- _Your task_: Identify all lines of the data containing the string "gutter" and copy them.

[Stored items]
+ + + +

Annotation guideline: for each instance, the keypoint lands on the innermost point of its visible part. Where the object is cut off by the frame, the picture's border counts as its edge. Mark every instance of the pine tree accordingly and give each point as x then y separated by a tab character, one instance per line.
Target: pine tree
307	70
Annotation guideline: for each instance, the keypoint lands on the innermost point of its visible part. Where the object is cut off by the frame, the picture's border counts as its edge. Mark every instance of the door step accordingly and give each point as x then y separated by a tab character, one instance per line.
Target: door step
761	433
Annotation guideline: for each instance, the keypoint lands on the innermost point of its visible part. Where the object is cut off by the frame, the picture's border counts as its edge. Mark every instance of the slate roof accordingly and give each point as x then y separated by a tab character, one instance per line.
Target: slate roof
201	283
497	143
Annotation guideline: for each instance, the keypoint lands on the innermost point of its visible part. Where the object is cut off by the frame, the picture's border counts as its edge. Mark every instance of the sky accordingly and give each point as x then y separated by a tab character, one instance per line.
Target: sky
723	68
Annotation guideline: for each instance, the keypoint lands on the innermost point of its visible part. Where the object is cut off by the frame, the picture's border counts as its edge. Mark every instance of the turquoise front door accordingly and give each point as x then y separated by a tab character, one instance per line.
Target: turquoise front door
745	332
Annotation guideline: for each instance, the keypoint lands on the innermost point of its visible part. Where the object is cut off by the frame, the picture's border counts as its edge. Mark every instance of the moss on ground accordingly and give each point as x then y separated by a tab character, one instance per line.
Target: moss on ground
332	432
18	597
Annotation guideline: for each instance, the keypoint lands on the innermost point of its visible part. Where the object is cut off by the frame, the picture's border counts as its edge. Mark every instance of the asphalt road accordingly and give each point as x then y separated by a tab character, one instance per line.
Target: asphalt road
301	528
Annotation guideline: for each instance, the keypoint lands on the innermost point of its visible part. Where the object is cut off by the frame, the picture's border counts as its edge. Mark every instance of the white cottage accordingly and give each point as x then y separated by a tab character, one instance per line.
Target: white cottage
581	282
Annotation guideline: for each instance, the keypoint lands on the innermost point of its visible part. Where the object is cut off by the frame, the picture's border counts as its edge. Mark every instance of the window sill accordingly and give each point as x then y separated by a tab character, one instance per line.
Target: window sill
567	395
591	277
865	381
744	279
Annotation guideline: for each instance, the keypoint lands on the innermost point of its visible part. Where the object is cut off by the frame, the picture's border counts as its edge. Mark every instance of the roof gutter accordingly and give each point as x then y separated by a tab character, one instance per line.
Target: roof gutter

+ + + +

- _Answer below_:
Annotation guideline: for each instance, the keypoint lands on the innermost point of its visible part. Where the object is cut off by the frame, the picture's border counts as its edge. Mark every instance of the roof gutter accordingly and give each point as x then y separated by a tab character, one instance per line.
Target: roof gutter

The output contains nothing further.